§ **CONSIGNES DE L'EXERCICE**
Recopiez mot pour mot le passage de l'extrait sur le carnaval qui va de « Alors que la » jusqu'à « ouverture au monde. » inclus.

§ **EXTRAIT FOURNI**
/---

Espace et temps

Alors que la fête carnavalesque est éphémère et s’organise autour d’un commencement et d’une fin fixée à l’avance, c’est pourtant avec le carnaval que peut prendre forme une pluralité culturelle et que peuvent prendre sens les rapports entre communautés et entre groupes ordinairement distincts. De plus, cet acte politique qui a pour condition l’expérience subjective de la pluralité, l’ouverture d’un autre monde possible est aussi une ouverture au monde.

Pour se réaliser, l’acte politique carnavalesque exige un théâtre, une scène publique ouverte à tous, au plus grand nombre, sur laquelle se déploient les différents groupes puisque ce qu’il fait voir : ce qu’il montre c’est la visibilité, l’apparence, l’existence même de ces différents groupes.

Du fait qu’il se déploie cycliquement en pleine visibilité et qu’il est public, cet espace d’apparence offre à chacun des groupes une scène où paraître régulièrement.

Sur cette scène, qui requiert nécessairement un public, le sens de l’action est de maintenir visible son principe même, c’est-à-dire celui de rendre visible et, de fait, pluriel, l’ensemble des composantes culturelles de la ville.

L’action, qui doit être visible et vue du plus grand nombre pour se réaliser, donne au principe de pluralité une réalité concrète. Elle lui donne consistance, expérience vécue et naissance, tout comme un lieu propre dans l’espace public.

Notons, comme le précise Hannah Arendt, qu’un espace public qui donne à voir actions et paroles libres est un domaine politique 545 .

\---

§ **ENREGISTREMENTS AFFICHÉS**

/---

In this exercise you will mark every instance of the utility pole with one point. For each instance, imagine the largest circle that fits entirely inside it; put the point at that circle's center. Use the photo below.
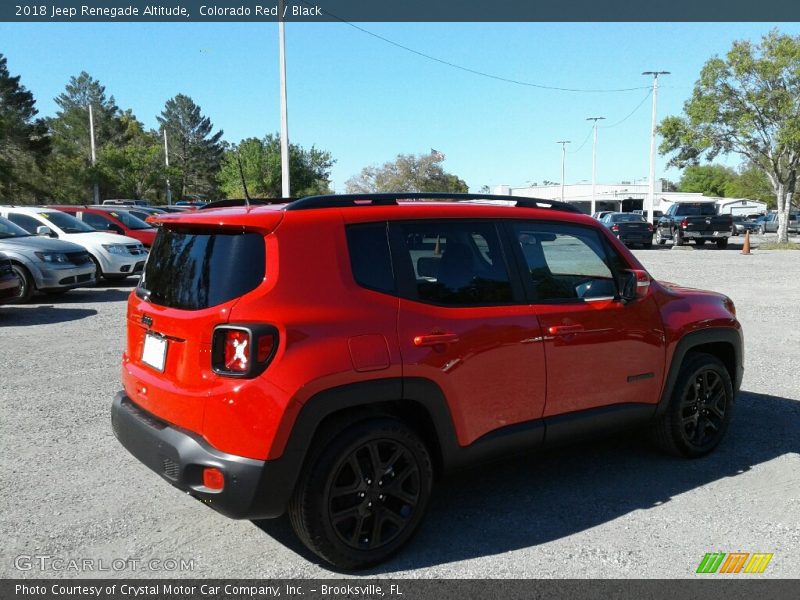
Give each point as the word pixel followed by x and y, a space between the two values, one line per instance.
pixel 594 158
pixel 285 187
pixel 166 164
pixel 563 160
pixel 94 155
pixel 651 193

\---

§ **LE RÉSULTAT**
Alors que la fête carnavalesque est éphémère et s’organise autour d’un commencement et d’une fin fixée à l’avance, c’est pourtant avec le carnaval que peut prendre forme une pluralité culturelle et que peuvent prendre sens les rapports entre communautés et entre groupes ordinairement distincts. De plus, cet acte politique qui a pour condition l’expérience subjective de la pluralité, l’ouverture d’un autre monde possible est aussi une ouverture au monde.